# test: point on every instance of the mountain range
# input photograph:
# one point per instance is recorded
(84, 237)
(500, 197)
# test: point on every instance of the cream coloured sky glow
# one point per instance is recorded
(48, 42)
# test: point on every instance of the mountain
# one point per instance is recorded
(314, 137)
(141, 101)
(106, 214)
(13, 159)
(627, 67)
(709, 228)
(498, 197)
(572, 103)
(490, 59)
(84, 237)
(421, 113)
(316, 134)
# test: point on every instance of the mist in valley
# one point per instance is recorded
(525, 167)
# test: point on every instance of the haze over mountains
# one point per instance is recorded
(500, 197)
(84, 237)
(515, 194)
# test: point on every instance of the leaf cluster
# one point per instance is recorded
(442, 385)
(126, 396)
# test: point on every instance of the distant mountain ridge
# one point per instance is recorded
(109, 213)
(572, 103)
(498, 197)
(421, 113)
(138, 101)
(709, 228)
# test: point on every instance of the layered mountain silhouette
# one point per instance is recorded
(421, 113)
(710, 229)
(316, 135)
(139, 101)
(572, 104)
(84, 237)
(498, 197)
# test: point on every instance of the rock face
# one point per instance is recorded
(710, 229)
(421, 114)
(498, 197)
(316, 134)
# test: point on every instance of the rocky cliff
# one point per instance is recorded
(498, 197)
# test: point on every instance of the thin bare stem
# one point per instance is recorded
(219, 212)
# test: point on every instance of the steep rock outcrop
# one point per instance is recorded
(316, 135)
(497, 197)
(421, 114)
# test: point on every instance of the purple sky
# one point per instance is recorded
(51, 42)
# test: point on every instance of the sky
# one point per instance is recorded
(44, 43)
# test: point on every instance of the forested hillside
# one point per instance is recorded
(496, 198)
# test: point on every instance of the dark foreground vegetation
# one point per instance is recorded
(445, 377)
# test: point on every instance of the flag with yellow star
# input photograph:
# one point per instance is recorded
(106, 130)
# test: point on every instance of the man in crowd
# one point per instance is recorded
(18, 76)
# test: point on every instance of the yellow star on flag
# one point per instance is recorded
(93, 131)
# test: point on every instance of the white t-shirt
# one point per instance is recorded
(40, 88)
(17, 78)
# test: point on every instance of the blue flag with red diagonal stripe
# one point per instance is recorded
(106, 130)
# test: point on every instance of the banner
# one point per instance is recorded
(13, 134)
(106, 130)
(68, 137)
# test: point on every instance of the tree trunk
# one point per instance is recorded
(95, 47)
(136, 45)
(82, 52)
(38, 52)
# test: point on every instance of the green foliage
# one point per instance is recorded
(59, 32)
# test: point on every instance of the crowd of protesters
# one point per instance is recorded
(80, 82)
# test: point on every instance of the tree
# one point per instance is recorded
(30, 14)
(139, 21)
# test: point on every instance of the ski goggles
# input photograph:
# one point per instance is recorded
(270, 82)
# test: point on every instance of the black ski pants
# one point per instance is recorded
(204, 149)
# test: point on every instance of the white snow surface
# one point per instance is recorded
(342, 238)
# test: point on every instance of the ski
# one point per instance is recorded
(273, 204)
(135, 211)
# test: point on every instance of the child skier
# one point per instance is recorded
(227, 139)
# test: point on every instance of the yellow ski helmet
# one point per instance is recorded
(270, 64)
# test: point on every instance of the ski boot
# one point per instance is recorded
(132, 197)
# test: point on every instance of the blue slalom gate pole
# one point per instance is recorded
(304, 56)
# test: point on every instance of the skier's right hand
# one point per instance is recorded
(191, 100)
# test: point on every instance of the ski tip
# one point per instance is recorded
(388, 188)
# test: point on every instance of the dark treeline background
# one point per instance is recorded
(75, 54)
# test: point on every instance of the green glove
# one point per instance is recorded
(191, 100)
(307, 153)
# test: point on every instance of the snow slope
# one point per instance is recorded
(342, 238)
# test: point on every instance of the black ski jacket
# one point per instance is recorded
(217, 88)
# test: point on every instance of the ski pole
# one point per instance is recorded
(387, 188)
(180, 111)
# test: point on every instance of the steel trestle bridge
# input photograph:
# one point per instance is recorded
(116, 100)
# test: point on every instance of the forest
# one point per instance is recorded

------------------------------------------------------------

## Task description
Copy every line of the items, from the line containing "# test: point on every instance of the blue slalom" through the end of the items, and shift each point by adding 20 to both of its coordinates.

## Correct output
# test: point on every instance of the blue slalom gate pole
# one point per instance is recorded
(324, 76)
# test: point on every instance of the skier's right hand
# one point per instance is recorded
(211, 120)
# test: point on every instance of the ski tip
# one point per instance is recorded
(408, 208)
# test: point on every instance of the dark treeline background
# one point per instance is recorded
(95, 74)
# test: point on every instance of the green glove
# one point per instance is recorded
(211, 120)
(327, 173)
# test: point on every instance of the snow slope
# one point per instance is recorded
(362, 258)
# test: point on every instance of the black ski jacket
# one point per instance is recorded
(237, 108)
# test: point on every instance of the ski pole
# one point per instance is recorded
(407, 208)
(200, 131)
# test: point on every instance of the steel trestle bridge
# input photograph:
# one point per instance is recorded
(136, 120)
# test: point on every instance of the forest
# one point per instance is recorded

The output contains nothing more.